Start of Block

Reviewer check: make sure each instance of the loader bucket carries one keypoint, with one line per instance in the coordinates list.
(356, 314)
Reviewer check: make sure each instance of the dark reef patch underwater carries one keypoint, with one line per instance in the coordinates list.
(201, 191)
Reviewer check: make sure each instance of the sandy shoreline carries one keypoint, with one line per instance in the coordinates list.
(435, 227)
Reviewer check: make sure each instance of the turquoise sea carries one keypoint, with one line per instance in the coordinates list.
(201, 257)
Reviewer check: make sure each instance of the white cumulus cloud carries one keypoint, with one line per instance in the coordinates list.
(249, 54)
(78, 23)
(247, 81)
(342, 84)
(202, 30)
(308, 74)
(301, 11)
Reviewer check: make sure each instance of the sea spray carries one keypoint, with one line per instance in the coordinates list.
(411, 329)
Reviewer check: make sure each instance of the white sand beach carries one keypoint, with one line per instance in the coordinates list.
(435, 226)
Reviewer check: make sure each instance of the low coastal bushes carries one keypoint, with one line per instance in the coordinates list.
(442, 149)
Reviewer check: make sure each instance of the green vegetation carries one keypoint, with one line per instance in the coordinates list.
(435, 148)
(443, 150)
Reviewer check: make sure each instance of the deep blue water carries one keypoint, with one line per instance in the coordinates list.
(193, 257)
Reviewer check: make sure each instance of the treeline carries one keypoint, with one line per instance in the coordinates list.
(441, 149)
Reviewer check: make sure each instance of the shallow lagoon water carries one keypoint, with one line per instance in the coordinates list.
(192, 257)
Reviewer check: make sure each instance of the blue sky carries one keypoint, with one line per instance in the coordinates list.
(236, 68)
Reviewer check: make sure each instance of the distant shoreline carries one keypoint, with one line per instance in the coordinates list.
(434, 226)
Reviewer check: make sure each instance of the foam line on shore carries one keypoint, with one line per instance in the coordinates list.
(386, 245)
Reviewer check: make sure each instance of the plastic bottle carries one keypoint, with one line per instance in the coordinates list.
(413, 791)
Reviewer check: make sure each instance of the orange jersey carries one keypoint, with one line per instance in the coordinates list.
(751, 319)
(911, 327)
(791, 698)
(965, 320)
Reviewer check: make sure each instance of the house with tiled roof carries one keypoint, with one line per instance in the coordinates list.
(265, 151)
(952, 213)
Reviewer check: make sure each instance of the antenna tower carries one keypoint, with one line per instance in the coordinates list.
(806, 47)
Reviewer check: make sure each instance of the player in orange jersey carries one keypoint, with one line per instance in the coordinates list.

End of Block

▶ _Problem requirements_:
Transcribe the full listing exactly, leaving out no line.

▶ _Response to this task_:
Reviewer check: make sure each instance of the loader bucket carries one keypoint, with one line per instance in the coordinates list.
(356, 314)
Reviewer check: make sure each instance of the dark reef patch underwater carries one keypoint, with one line per instance in the coordinates list.
(201, 191)
Reviewer check: make sure each instance of the sandy shoreline carries one keypoint, with one line per instance in the coordinates list.
(435, 227)
Reviewer check: make sure each instance of the turquoise sea carries one keypoint, with one line per instance in the coordinates list.
(201, 257)
Reviewer check: make sure each instance of the white cumulus cloud carries one keypoint, with one line per instance in the coordinates list.
(249, 54)
(78, 23)
(247, 81)
(342, 84)
(202, 30)
(308, 74)
(301, 11)
Reviewer check: make sure each instance of the sea spray carries one keypoint, with one line per instance in the coordinates list.
(411, 329)
Reviewer check: make sure each instance of the white sand beach carries one keypoint, with one line per instance in the coordinates list.
(435, 226)
Reviewer check: make sure each instance of the low coastal bushes carries one keypoint, with one line per instance in the coordinates list.
(442, 149)
Reviewer check: make sure each instance of the green vegetation carries one keypoint, with one line per instance in the coordinates list.
(435, 148)
(443, 150)
Reviewer check: make sure each instance of the deep blue water carries one keypoint, with one line per instance in the coordinates list.
(193, 257)
Reviewer check: make sure each instance of the treeline carries one keypoint, with one line per instance in the coordinates list.
(441, 149)
Reviewer check: make sure each instance of the shallow lagoon water carries one keypoint, with one line per instance in the coordinates list.
(192, 257)
Reviewer check: make sure each instance of the blue sky carries one keypoint, with one line per instance in the coordinates list.
(236, 68)
Reviewer check: make sure each instance of the distant shoreline carries one keypoint, with one line per instance in the coordinates list.
(434, 226)
Reviewer check: make sure each instance of the foam line on shore carries one keypoint, with one line per instance in the coordinates list.
(386, 245)
Reviewer check: make sure each instance of the plastic bottle carries one keypoint, with one line per instance in the coordinates list.
(413, 791)
Reviewer check: make sure each instance of the orange jersey carries one keypoint, with one line per instance in the coordinates list.
(751, 319)
(911, 327)
(791, 698)
(965, 320)
Reviewer check: make sure each instance of the house with tiled roof carries one keypoint, with one line per instance in the coordinates list.
(265, 151)
(952, 213)
Reviewer check: make sure each instance of the antenna tower carries one keypoint, with one line per instance in the coordinates list.
(806, 47)
Reviewer check: make sure each instance of the player in orange jersey carries one keypoint, with one line per instance in the coordinates list.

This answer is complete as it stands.